◆ Set problem A ◆
List every line of the records that contains the string "vertical", matching case exactly.

◆ Document excerpt ◆
_ _ _
The final stage to constructing Booth's algorithm is to squeeze all the bits together into as little space as possible. At the beginning of the first iteration of the loop, all `n` bits of `P` need to be kept, and `W` needs to be `m` bits wide. (`m` bits wide is enough to start with because the first iteration through the loop the biggest change that can happen is subtracting `M`, which is itself only `m` bits wide.) After each iteration, one bit (the LSb) can be dropped from `P` and one bit needs to be added to `W`. (Extending the sign when necessary, adding one bit to `W` each iteration will always keep it wide enough for the value it has to store because at the beginning of iteration `i`, `W` will be (`y` + `i`) bits wide, the biggest change that can happen is adding or subtracting (`M` * (2 ^ `i`)) (a (`y` + `i`) bit wide number), so the result will always fit in (`y` + `i` + 1) bits - one bit extra each iteration.)

The pair of registers `B` (`n` bits wide) and `E` (`m` bits wide) are given the shared duty of handling the values of `W` and `P`. At the beginning of the first iteration through the loop, `W` is in `E` and `P` is in `B`. After one iteration, `W` is in all of `E` and in one bit of `B`, and `P` is in `B` except for the one bit taken up by `W`. After two iterations, `W` is in `E` and in two bits of `B`, and `P` is in `B` except it's two bits shorter.

`B` := `y`

`I` := `n`

`E` := 0

carry flag := 0

-- `W` is now (`x` * `vP`(0)) and the carry flag is now the sign bit of `vP`(0) and `I` is now 0

while (`I` > 0) do

-- `W` is now (`x` * `vP`(`n` - `I`)) and the carry flag is now the sign bit of `vP`(`n` - `I`)

`D` := (`B` & 1)

-- `D` now is `bP`(`n` - `I`)
_ _ _
◆ Material supplied ◆
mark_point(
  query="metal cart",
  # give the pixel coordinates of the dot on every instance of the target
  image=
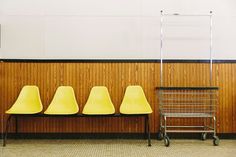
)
(188, 103)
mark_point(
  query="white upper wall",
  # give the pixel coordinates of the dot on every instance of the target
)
(116, 29)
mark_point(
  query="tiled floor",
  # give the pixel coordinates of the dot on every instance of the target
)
(117, 148)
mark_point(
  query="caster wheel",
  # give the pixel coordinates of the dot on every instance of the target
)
(216, 141)
(160, 136)
(166, 141)
(204, 136)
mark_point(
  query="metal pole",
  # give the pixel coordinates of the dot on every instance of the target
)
(161, 43)
(210, 48)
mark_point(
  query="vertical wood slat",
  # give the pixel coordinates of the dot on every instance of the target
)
(116, 76)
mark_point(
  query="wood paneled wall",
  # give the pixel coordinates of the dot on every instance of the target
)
(116, 76)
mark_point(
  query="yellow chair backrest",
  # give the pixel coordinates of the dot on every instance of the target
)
(135, 102)
(99, 102)
(64, 102)
(28, 102)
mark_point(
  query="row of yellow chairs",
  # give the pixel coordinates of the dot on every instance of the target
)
(64, 102)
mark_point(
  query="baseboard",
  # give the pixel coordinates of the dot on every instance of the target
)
(111, 136)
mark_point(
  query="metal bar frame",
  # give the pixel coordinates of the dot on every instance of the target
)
(17, 116)
(163, 117)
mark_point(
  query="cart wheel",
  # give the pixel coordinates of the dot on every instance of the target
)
(204, 135)
(160, 136)
(166, 141)
(216, 141)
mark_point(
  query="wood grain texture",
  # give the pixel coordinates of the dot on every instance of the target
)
(116, 76)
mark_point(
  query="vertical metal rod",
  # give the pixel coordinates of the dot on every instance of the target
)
(0, 36)
(210, 48)
(16, 127)
(148, 129)
(145, 126)
(6, 131)
(161, 44)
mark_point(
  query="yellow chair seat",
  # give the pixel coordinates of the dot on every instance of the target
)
(28, 102)
(63, 103)
(135, 102)
(99, 102)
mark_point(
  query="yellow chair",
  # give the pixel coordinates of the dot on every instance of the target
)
(63, 103)
(99, 102)
(28, 102)
(135, 102)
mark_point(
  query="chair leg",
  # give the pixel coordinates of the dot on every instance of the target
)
(6, 130)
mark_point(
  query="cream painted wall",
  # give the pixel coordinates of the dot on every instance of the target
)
(116, 29)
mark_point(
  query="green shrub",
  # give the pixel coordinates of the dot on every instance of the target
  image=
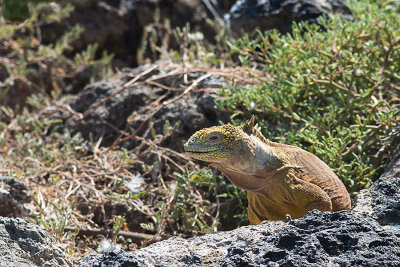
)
(332, 89)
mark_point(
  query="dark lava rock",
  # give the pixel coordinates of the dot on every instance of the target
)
_ _ _
◆ Set problem B ◆
Reproduce verbatim the portion of the passage on Booth's algorithm starting with "The pair of" and going on through "two bits shorter.".

◆ Worked solution A ◆
  query="vertical wood slat",
  query="vertical metal rod",

◆ Worked solution B ◆
The pair of registers `B` (`n` bits wide) and `E` (`m` bits wide) are given the shared duty of handling the values of `W` and `P`. At the beginning of the first iteration through the loop, `W` is in `E` and `P` is in `B`. After one iteration, `W` is in all of `E` and in one bit of `B`, and `P` is in `B` except for the one bit taken up by `W`. After two iterations, `W` is in `E` and in two bits of `B`, and `P` is in `B` except it's two bits shorter.